- **DATA**:
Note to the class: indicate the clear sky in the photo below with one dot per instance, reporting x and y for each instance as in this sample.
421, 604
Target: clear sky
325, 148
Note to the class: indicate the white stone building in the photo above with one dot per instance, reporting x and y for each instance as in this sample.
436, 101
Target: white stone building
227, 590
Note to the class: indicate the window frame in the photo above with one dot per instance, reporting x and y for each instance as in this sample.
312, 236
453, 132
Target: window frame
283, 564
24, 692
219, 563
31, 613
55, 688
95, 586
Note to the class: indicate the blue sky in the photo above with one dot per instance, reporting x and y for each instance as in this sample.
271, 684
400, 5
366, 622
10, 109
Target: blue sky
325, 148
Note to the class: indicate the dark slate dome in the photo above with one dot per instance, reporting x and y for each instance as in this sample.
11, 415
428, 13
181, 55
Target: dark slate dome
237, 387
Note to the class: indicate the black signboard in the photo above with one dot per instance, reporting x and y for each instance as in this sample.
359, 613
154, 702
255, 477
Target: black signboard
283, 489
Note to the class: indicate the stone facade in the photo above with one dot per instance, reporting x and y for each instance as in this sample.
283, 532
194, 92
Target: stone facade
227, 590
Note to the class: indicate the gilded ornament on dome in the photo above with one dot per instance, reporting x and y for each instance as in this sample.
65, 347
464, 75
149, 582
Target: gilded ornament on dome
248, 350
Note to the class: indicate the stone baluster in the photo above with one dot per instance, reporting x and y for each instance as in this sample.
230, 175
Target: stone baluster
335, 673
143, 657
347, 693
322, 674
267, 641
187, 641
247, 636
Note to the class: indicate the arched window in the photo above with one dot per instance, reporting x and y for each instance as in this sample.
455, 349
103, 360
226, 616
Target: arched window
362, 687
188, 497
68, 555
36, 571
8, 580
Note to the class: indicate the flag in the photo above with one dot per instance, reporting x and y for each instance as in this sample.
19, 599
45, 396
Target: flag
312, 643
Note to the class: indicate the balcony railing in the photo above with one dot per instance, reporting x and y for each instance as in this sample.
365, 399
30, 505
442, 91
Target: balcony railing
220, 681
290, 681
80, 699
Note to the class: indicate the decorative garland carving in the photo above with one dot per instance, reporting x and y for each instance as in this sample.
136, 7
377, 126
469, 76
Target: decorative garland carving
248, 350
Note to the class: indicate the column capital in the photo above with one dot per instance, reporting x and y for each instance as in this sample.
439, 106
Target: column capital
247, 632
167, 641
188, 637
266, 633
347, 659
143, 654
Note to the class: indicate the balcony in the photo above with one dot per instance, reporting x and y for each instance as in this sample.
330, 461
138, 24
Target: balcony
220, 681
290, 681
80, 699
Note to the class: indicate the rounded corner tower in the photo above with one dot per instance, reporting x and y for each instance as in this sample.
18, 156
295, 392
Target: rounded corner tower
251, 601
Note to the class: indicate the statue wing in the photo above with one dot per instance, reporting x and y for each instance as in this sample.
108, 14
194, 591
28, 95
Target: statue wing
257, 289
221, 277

- **WHAT THE EXERCISE ASKS**:
Your answer must contain every line of the records, exactly.

- **ANSWER SPACE**:
Note to the class: indicate the clear sky in the photo below with one dot per instance, reporting x and y for each instance as in this sample.
421, 604
Target: clear sky
325, 148
Note to the class: indicate the white stone building in the photo above with one dot per instance, reporting x and y for each instance as in this sample.
436, 101
Target: white stone building
227, 590
Note to the class: indicate the window frame in the photo above with one dot per instance, reporting x and y for each instance as in this sample.
312, 236
453, 132
Target: window frame
283, 564
24, 692
219, 563
31, 613
55, 688
95, 586
Note to the class: indicate the blue sky in the photo above with one dot per instance, reporting x and y for each instance as in this sample.
271, 684
400, 5
366, 622
10, 109
Target: blue sky
325, 148
Note to the class: indicate the dark slate dome in the photo above with one dot per instance, reporting x and y for each instance as in this sample.
11, 415
428, 13
181, 55
Target: dark slate dome
237, 387
Note to the class: indicate the black signboard in the photo above with one dot per instance, reporting x and y for each instance as in this sample.
359, 613
154, 702
255, 477
Target: black signboard
283, 489
Note to the class: indicate the stone facade in the photo above with one dot per instance, reporting x and y for each instance as in this sample.
283, 532
194, 92
Target: stone facade
227, 590
Note to the class: indicate the gilded ornament on dome in the photo above with one dot per instance, reporting x and y for each instance as in this sample.
65, 347
464, 75
149, 582
Target: gilded ornament on dome
248, 350
Note to the class: indicate the stone baluster in the photo above with one dot per instance, reporting x and y for each instance as in this sample.
230, 175
Target: stone baluster
335, 673
143, 657
347, 693
322, 674
267, 641
187, 641
247, 636
Note to the class: indicate the arched window in the photo above with one dot per instance, reporting x and y for each instance as in this sample.
455, 349
103, 360
226, 616
Target: arched window
362, 687
188, 497
68, 555
36, 571
8, 580
Note to the class: indicate the flag in the photo above with one dot per instance, reporting x and y for each instance as in this sample.
19, 599
45, 396
Target: flag
312, 643
Note to the class: indicate the balcony railing in the photo above with one dot per instance, reporting x and y for each instance as in this sample.
365, 399
30, 505
442, 91
Target: balcony railing
220, 681
290, 681
80, 699
Note to the class: indicate the decorative garland carving in the photo above with one dot per instance, reporting x and y for each instance as in this sample.
136, 7
377, 126
469, 76
Target: decorative garland carving
248, 350
Note to the class: indicate the column capital in the photo above with one dot per instance, reporting x and y for each instance as in this sample.
439, 106
Target: column capital
247, 632
167, 641
188, 637
266, 633
347, 659
143, 654
Note to the class: indicate the balcony in the photo above with one dot per instance, reporting x and y for each instance as in this sample.
330, 461
138, 24
Target: balcony
220, 681
290, 681
80, 699
Note to the class: indicate the rounded corner tower in the photo above with one dot per instance, reporting x and y for each instance as in this sample.
18, 156
295, 392
Target: rounded corner tower
251, 601
Note to the class: indicate the statue wing in the photo above with one dot per instance, reporting x and y for each instance as in this sample.
108, 14
194, 591
28, 95
Target: statue wing
257, 289
221, 277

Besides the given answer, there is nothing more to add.